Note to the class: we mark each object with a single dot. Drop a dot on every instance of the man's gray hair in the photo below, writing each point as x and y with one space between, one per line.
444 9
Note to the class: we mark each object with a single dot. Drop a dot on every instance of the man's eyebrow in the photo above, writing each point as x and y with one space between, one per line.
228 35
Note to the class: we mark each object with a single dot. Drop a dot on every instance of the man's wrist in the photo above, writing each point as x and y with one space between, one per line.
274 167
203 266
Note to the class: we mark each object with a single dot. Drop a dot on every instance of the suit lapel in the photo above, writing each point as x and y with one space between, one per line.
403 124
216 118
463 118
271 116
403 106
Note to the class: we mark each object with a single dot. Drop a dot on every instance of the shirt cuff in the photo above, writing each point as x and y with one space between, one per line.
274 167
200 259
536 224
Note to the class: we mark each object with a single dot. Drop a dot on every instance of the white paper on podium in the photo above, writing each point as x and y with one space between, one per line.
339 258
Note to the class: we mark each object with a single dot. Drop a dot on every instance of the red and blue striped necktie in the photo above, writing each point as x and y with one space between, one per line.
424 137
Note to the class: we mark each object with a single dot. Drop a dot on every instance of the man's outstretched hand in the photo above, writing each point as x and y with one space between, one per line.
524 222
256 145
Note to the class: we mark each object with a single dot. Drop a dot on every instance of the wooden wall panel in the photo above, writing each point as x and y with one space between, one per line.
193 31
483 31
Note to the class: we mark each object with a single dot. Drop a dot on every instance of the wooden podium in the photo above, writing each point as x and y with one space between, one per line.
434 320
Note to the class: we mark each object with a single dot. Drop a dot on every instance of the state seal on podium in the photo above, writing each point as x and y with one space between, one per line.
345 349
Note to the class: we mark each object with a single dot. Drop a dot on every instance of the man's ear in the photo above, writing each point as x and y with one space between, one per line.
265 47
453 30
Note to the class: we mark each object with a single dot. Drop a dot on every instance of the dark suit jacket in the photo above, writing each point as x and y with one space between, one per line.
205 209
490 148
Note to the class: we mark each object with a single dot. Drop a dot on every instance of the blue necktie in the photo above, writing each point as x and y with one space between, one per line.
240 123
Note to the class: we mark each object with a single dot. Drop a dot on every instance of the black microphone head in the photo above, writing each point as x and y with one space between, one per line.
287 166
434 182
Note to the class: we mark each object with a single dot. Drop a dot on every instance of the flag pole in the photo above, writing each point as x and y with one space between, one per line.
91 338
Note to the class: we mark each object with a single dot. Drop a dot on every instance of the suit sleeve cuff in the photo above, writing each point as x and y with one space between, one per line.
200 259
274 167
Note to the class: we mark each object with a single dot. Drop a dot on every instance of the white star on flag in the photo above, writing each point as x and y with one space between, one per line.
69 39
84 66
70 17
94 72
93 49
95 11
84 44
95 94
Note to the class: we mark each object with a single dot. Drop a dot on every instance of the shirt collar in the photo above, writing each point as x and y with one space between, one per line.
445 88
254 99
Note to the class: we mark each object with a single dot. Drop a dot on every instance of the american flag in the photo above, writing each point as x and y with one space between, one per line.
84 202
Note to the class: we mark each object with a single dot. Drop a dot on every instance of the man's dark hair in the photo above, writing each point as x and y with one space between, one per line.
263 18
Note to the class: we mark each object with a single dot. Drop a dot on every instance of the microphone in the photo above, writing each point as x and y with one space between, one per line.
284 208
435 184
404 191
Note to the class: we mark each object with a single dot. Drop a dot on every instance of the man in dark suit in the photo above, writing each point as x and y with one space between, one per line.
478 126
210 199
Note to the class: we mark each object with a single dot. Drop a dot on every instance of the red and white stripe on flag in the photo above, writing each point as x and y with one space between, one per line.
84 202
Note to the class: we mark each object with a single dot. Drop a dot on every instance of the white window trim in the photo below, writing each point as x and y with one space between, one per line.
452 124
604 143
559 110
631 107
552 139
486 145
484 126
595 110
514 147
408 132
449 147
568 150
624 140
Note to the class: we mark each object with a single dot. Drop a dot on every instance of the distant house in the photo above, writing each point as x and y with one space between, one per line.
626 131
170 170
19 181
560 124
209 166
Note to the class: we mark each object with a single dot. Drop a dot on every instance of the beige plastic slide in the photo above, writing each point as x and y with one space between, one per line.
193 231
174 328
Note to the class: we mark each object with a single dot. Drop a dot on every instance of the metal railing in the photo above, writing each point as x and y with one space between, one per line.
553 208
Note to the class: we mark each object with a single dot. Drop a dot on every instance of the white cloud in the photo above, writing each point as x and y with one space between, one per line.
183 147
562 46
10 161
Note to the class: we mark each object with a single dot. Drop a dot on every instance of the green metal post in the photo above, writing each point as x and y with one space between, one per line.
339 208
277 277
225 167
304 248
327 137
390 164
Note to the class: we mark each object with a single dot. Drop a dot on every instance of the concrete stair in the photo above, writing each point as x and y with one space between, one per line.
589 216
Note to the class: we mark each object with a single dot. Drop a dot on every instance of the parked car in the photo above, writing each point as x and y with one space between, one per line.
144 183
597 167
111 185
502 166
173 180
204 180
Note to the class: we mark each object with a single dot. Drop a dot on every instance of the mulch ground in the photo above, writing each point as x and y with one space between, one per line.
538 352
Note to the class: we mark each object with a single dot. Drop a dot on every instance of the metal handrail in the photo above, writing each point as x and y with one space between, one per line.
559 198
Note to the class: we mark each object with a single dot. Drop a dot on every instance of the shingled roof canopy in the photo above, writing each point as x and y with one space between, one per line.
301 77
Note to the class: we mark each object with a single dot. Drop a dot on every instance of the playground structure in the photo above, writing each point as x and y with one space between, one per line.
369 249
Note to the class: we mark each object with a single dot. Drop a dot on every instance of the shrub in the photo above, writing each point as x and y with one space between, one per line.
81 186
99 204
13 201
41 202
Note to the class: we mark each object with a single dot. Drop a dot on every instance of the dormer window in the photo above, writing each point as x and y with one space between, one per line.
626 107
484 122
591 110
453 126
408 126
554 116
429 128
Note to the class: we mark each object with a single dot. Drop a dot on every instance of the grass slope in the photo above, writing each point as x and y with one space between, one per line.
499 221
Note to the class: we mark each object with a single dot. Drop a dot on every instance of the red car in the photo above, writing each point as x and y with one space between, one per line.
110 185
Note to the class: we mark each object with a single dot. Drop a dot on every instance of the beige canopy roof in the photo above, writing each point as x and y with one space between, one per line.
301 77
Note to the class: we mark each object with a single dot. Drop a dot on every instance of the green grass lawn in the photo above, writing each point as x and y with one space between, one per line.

* **About this task**
Output the material verbatim.

* **Your response**
Note to the class: we mark each object with a single dot. Drop a dot on every instance of the man's gray hair in the photo below, writing each point as x and y with one space between, one per line.
444 9
Note to the class: we mark each object with a single dot. Drop a dot on every instance of the man's eyebrow in the photo above, writing each point as x and y with one space between, one per line.
228 35
Note to the class: we mark each object with a single dot. Drop a dot on every instance of the man's wrist in the photo above, writing each point as x and y with one space between, one per line.
274 167
203 266
Note to the class: we mark each object with a single dot. Drop a dot on every instance of the suit lapel in the photo above, writing each point as x and y with one space between, one per line.
403 124
216 118
463 118
271 116
403 106
Note to the class: we mark each object with a single dot. Drop a dot on every instance of the shirt cuff in the photo above, writing each point as x and y with one space between, one per line.
274 167
200 259
536 224
Note to the class: we mark each object with a single dot. Drop a dot on every instance of the white paper on podium in the photo above, writing each point as x and y with one space between, one per line.
339 258
Note to the class: we mark each object with a single dot. Drop a dot on every instance of the red and blue striped necktie in the photo above, writing each point as x and y with one space between, one per line.
424 137
Note to the class: we mark each object with a single dot. Drop a dot on every instance of the man's outstretched hand in the photo above, writing each point as x and y with one space between, one per line.
524 222
256 145
Note to the class: we mark each object with a single dot. Drop a dot on every instance of the wooden wall panel in the photo above, writing each point as x and y with one space between, one per line.
193 31
483 31
Note to the class: we mark each object with a single dot. Drop a dot on every instance of the wooden podium in the photo above, writing each point as x and y with one space between, one per line.
434 320
Note to the class: we mark each object with a single dot. Drop a dot on every instance of the state seal on podium in the photo above, writing each point as x and y with one space between, one per line.
345 349
Note to the class: we mark each object with a single dot. Drop a dot on every instance of the man's ear in the photo above, writing each point as x and y with one space between, one per line.
265 47
453 30
Note to the class: we mark each object with a single dot. Drop a dot on every instance of the dark suit jacket in the photo above, writing each point as x and y with one space between, one per line.
205 209
490 148
Note to the class: we mark each object with a single dot. Drop a dot on every instance of the blue necktie in the photo above, writing each point as x and y with one space between, one per line.
240 123
Note to the class: we mark each object with a single dot. Drop a dot on every instance of the black microphone head in the photo above, writing each point as x and y with one space between, one per line.
287 166
434 182
Note to the class: we mark each object with a single dot. Drop a dot on every instance of the flag pole in the photo above, writing each point as x and y with one space between, one per line.
91 338
Note to the class: we mark each object with a single dot. Drop a dot on every instance of the suit sleeve cuff in the photo above, writing each point as x and y with one space between, one per line.
200 259
274 167
Note to the class: we mark each object with a single dot. Drop a dot on every instance of the white star on flag in the photo above, writing each point as x and y with one space between, one per line.
69 39
84 66
70 17
94 72
93 49
95 11
84 44
95 94
Note to the class: we mark each object with a single dot. Drop a dot on every instance of the shirt collar in the photo above, writing each point as x and y with one space between, one per line.
445 88
254 99
Note to the class: we mark each object with a single dot. Drop a dot on every instance of the american flag in the photo above, writing each point as x and y with one space between, one per line.
84 202
Note to the class: we mark each object with a single dot. Drop a dot on every instance of the man's dark hair in the photo above, writing each point as x and y with one space between, one per line.
263 18
Note to the class: we mark each object with a single dot. Drop a dot on every instance of the microphone in the photo above, writing each point as x and y with one space between, one per line.
284 208
435 184
404 191
Note to the class: we mark each object with a single dot. Drop a dot on every instance of the man in dark suit in the photo above, writing each point as x and y with one space between, one per line.
478 126
210 199
Note to the class: we mark each object with a single dot. Drop a dot on every instance of the red and white stripe on flag in the photo above, writing each point as x and y with one space between, one per line.
84 202
Note to the class: we mark each object with a single dot. Drop a dot on every instance of the white window trim in the photo below, writing each point as x and y with one space between, one per line.
452 124
604 143
559 110
631 107
552 139
486 145
484 126
595 110
514 147
408 132
449 147
568 150
624 140
Note to the class: we mark each object with a single dot. Drop a dot on every instance of the distant house in the photo above, writing each point as x and y with one space between, one per line.
626 131
170 170
19 181
560 124
209 166
Note to the class: we mark each object with a single dot. Drop a dot on every instance of the beige plastic slide in the photo above, writing each point as x and y with one space between, one per line.
193 231
174 328
Note to the class: we mark each object with a single dot. Drop a dot on every instance of the metal railing in the photo above, writing each point as x and y with one space between, one per line.
553 208
Note to the class: we mark each object with a single dot. Drop a dot on every instance of the white cloud in the photo above, writing each point as x and y with one space between, one per line.
183 147
562 46
10 161
Note to the class: we mark each object with a single dot. Drop a dot on every instance of the green metal post in the photo above, writing each point as x and y with one space between, one per line.
339 208
277 277
225 167
304 248
327 137
390 164
Note to the class: we mark each object with a single dot. Drop a dot on every instance of the concrete stair in the photo above, writing each point as x and y with one space between, one per line.
589 216
Note to the class: we mark each object with a single dot. Drop a dot on every instance of the parked car in the photo above, writing each point as x and y with one space between, one per line.
144 183
597 167
111 185
502 166
173 180
204 180
Note to the class: we mark each object with a single dot. Drop a dot on every instance of the mulch ground in the photo above, writing each point as x and y with one space between, one per line.
538 352
Note to the class: we mark each object with a single dot. Drop a dot on every instance of the metal handrail in the photo above, writing each point as x and y with one space between, one per line.
559 198
Note to the class: we mark each object with a single dot. Drop a dot on every instance of the shingled roof canopy in the photo above, writing each point as x and y with one space between, one per line.
301 77
Note to the class: we mark each object with a single dot. Drop a dot on every instance of the playground structure in the photo above, writing each point as x and y with one space between, one per line.
369 249
Note to the class: we mark each object with a single dot. Drop a dot on every instance of the shrub in the photo above, writing each point as x and y with one space between, one per line.
81 186
99 204
13 201
41 202
Note to the class: we mark each object with a single dot. Drop a dot on every instance of the dormer window in the photo above, writing each point as x and y with one space between, one per line.
626 107
484 122
591 110
453 126
408 126
554 116
429 128
Note to the class: we mark each object with a single dot. Drop a dot on every instance of the grass slope in the photo above, writing each point as x and y with one space between, one per line.
499 221
Note to the class: we mark each object with a single dot. Drop a dot on every instance of the red car in the photo above, writing each point as x and y with one space between, one per line.
110 185
Note to the class: we mark each object with a single dot. Drop a dot on every instance of the beige canopy roof in the photo above, writing each point as x and y with one space between, one per line.
301 77
Note to the class: we mark each object with a single dot. Drop a dot on every instance of the green grass lawn in the photo above, writing each point as x and y with one space between, one per line.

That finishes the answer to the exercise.